▸ Quoted text:
************
Gareth Southgate and his side have earned plenty of praise for the manner in which they went about their business, while opposite number Krasimir Balakov has been condemned after claiming to have been unaware of any incidents in the stands .
UEFA have once again been charged with the task of taking the lead in the fight against racism, with calls for more severe punishments to be administered continuing to grow in intensity.
European football’s governing body maintain that they have always taken the hardest possible line against offenders and will continue to do so after seeing an unwelcome debate sparked once more.
A statement released by UEFA president Aleksander Ceferin read: "There were times, not long ago, when the football family thought that the scourge of racism was a distant memory.
"The last couple of years have taught us that such thinking was, at best, complacent. The rise of nationalism across the continent has fuelled some unacceptable behaviour and some have taken it upon themselves to think that a football crowd is the right place to give voice to their appalling views.
************
▸ Stored data:
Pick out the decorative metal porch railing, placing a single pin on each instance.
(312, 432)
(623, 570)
************
▸ Tasks for this exercise:
[A] In the passage on UEFA and racism, what does Ceferin's statement say has fueled some unacceptable behavior?
[B] Write the next part of the passage on UEFA and racism, picking up after its final sentence.

▸ Responses to the exercise:
[A] The rise of nationalism across the continent.

[B]
"As a governing body, I know we are not going to win any popularity contests. But some of the views expressed about UEFA’s approach to fighting racism have been a long way off the mark.
"UEFA, in close cooperation with the FARE network (Football Against Racism Europe), instituted the three-stage protocol for identifying and tackling racist behaviour during games.
"UEFA’s sanctions are among the toughest in sport for clubs and associations whose supporters are racist at our matches. The minimum sanction is a partial closure of the stadium – a move which costs the hosts at least hundreds of thousands in lost revenue and attaches a stigma to their supporters.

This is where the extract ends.